__Location labeling records__.
━━━━━━━━━━━━━━━━━━━━━━━━━━━━━━

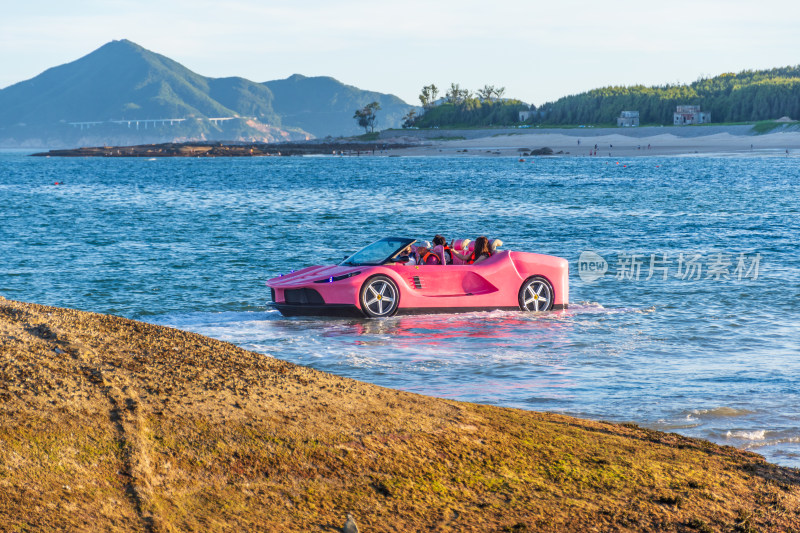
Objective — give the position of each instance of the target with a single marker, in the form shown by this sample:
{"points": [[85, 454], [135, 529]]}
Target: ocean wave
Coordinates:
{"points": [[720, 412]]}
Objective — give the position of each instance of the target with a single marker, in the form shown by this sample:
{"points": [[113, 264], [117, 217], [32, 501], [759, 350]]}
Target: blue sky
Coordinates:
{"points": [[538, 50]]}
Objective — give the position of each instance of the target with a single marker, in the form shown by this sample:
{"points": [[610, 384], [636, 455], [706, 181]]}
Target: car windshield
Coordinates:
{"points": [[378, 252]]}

━━━━━━━━━━━━━━━━━━━━━━━━━━━━━━

__Task instructions__. Edit the listing above so that "single marker" reads "single point" everywhere and everything else stays unchanged. Leave the pictures out of your answer.

__Output of the task__.
Objective — give the position of each instance of the target with a single point, in the form shown by this sample:
{"points": [[85, 454], [135, 529]]}
Target: ocean wave
Coordinates:
{"points": [[720, 412]]}
Objective — give the position of each instance of the target with a single point, in the form shown by this sample:
{"points": [[113, 264], [117, 217], [32, 501], [759, 350]]}
Target: blue sky
Coordinates:
{"points": [[538, 50]]}
Objective — give the position of each instance of the target with a single point, in the form shown by this sample:
{"points": [[610, 384], [636, 455], [706, 181]]}
Target: car windshield
Coordinates:
{"points": [[378, 252]]}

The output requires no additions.